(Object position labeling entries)
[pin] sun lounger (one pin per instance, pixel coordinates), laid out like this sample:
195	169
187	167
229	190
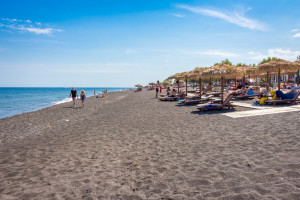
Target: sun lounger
218	106
239	97
174	98
197	101
274	102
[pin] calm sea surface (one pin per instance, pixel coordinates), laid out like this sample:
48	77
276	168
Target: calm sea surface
19	100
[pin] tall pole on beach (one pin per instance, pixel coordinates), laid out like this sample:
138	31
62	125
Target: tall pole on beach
222	89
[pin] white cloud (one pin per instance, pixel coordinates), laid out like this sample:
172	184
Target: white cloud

● **Do this**:
Give every line of the rows above as a numbered list, skipping blank lines. Leave the pictures out of the list.

● **Exercise solution**:
1. [pin] sun lounger (one pin per instance, pixel coordinates), laid out like this sample:
2. 195	169
3. 187	167
4. 229	190
5. Target: sun lounger
6. 218	106
7. 239	97
8. 174	98
9. 197	101
10. 274	102
11. [pin] calm sea surface (one pin per instance, pixel coordinates), laid out like this sample:
12. 48	77
13. 276	168
14. Target: calm sea surface
15. 19	100
16. [pin] tall pole on beach (one pin per instance, pixel coordinates), laid out like this sample:
17. 138	31
18. 62	125
19. Target: tall pole on beach
20. 222	89
21. [pin] white cloud (one pin per instance, pixel coordinates), laid out like this sample:
22. 172	184
23. Target: white cloud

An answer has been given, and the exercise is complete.